• [EXERCISE DIRECTIONS]:
Pick out each line in the records below that contains the word "white" and copy those lines. Capitalization must match.

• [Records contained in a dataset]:
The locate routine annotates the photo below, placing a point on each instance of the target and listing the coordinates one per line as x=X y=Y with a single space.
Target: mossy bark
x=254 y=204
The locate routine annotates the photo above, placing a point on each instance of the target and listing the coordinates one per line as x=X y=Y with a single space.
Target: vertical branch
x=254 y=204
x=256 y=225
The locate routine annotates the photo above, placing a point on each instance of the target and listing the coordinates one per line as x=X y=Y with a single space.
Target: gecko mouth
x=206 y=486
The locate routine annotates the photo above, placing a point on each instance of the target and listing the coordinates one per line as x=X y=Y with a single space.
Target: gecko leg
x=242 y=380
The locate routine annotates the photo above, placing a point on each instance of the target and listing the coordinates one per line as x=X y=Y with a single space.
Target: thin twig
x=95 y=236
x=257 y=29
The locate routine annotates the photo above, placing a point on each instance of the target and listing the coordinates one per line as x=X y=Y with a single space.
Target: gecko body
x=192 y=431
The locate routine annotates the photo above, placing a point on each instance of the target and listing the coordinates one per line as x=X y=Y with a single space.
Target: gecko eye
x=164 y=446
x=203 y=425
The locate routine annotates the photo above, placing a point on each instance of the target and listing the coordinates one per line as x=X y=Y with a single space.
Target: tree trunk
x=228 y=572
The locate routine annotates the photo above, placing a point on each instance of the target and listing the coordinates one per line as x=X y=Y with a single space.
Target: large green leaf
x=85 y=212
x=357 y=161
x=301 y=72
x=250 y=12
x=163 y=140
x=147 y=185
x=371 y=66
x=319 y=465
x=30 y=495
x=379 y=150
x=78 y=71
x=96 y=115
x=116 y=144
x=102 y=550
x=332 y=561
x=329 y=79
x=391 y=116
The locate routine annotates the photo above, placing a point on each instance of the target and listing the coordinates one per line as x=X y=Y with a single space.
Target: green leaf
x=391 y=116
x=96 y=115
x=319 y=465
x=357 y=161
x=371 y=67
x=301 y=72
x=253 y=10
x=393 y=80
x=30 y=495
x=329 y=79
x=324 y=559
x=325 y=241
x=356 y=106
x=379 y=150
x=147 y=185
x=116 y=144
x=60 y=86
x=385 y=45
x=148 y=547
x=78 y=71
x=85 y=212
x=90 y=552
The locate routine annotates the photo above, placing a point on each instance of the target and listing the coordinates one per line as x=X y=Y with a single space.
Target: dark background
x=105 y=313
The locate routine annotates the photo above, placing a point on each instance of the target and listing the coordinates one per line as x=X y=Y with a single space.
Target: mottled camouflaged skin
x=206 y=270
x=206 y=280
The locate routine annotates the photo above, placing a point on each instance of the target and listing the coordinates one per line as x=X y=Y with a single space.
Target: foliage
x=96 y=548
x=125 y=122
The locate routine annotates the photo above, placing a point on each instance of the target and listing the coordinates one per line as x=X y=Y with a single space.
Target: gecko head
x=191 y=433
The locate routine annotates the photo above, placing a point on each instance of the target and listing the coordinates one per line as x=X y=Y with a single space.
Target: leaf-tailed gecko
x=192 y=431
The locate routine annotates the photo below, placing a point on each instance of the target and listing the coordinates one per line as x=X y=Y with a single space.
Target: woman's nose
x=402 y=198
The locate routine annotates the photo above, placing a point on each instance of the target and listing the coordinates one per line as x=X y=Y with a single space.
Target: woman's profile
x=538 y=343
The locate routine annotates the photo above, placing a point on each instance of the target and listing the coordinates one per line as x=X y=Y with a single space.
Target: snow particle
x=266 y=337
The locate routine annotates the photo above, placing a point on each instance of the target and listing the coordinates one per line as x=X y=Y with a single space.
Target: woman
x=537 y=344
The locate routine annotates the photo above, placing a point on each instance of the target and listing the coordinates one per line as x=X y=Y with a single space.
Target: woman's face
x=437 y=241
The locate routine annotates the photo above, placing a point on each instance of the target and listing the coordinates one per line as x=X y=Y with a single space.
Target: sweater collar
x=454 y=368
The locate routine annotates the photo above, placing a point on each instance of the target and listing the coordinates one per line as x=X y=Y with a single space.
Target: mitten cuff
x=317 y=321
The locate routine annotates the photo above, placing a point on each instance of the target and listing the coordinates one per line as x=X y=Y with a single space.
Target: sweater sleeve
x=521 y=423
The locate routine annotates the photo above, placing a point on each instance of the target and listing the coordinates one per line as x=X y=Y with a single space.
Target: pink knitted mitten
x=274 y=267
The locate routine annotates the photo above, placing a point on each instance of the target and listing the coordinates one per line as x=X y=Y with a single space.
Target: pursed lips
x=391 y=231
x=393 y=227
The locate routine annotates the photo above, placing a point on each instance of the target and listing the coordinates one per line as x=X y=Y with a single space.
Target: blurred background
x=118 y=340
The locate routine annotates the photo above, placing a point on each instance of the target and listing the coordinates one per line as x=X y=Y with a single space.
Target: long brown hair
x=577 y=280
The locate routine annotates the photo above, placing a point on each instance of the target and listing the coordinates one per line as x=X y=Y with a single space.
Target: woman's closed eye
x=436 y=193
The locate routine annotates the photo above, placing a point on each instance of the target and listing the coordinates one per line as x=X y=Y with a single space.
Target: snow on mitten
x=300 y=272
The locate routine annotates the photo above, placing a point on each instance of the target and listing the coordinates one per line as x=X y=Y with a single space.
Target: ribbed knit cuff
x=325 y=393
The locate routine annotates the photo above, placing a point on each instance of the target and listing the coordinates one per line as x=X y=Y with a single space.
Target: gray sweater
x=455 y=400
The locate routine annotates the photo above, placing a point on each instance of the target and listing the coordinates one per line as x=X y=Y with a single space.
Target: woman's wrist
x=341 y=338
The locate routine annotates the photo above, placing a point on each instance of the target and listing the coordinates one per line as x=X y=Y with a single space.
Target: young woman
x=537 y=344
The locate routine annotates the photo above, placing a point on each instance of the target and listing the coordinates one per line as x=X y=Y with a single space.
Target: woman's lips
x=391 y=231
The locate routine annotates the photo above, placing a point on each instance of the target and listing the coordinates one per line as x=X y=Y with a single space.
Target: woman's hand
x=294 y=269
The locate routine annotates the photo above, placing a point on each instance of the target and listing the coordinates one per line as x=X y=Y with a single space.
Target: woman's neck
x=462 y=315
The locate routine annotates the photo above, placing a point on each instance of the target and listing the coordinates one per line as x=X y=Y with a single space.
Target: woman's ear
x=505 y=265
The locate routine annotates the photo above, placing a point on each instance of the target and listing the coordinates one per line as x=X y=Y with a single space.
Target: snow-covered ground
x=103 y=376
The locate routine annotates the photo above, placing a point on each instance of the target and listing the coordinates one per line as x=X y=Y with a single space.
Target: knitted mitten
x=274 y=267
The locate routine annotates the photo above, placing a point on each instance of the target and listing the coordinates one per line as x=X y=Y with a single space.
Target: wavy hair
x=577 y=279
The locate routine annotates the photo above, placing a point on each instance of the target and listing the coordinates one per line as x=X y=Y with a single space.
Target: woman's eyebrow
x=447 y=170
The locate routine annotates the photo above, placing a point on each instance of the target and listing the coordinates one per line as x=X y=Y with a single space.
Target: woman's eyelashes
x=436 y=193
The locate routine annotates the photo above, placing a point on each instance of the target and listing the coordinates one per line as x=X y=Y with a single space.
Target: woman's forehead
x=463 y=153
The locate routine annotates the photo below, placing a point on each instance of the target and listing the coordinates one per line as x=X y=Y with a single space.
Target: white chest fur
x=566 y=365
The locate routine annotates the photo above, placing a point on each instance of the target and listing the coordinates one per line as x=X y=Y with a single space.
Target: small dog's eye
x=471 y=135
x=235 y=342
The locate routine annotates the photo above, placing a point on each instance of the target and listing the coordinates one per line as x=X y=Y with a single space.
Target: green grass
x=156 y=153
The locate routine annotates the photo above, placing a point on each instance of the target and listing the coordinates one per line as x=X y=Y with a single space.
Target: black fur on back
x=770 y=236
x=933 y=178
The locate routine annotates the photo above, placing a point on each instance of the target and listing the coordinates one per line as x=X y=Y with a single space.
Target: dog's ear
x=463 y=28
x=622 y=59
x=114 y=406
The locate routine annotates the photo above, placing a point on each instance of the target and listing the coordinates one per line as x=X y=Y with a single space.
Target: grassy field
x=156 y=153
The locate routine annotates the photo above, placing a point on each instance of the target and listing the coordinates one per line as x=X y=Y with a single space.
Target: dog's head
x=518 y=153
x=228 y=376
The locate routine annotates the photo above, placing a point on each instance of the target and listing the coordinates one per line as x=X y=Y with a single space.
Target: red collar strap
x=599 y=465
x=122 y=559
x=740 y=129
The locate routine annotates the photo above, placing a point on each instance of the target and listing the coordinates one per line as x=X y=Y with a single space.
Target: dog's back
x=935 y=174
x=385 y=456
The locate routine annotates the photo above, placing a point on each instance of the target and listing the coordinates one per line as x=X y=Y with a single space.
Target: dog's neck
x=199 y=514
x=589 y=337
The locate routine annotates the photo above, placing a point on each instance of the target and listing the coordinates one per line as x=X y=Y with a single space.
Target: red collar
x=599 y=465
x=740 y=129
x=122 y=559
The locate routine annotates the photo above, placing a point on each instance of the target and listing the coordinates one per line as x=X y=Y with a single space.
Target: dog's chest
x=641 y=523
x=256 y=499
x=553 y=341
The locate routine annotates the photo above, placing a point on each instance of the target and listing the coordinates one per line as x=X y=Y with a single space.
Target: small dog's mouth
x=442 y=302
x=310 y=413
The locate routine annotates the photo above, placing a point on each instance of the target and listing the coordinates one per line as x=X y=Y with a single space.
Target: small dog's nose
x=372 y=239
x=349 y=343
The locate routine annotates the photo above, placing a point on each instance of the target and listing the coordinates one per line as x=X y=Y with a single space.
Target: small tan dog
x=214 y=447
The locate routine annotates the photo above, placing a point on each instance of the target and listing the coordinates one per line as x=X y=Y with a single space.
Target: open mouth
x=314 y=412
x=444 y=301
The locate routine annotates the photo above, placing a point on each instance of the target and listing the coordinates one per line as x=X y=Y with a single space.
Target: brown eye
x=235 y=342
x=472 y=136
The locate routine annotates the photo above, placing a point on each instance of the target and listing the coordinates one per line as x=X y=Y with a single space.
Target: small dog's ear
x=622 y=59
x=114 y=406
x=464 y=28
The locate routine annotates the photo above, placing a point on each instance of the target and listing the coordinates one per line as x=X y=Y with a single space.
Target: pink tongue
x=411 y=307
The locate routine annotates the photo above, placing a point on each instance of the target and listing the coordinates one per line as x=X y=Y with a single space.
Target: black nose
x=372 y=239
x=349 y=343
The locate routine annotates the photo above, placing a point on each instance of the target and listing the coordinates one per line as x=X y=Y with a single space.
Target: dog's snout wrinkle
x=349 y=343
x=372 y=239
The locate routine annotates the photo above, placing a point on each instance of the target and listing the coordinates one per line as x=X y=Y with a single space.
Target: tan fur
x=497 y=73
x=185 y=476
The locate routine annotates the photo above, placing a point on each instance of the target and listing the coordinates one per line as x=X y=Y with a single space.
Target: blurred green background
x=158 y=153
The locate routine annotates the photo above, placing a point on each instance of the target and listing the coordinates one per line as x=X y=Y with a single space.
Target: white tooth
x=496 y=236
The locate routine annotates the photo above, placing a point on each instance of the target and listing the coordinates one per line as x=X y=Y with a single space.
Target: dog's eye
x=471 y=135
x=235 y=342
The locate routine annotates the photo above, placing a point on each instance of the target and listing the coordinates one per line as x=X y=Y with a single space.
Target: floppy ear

• [SOLUTION]:
Target: white chest fur
Target: white tooth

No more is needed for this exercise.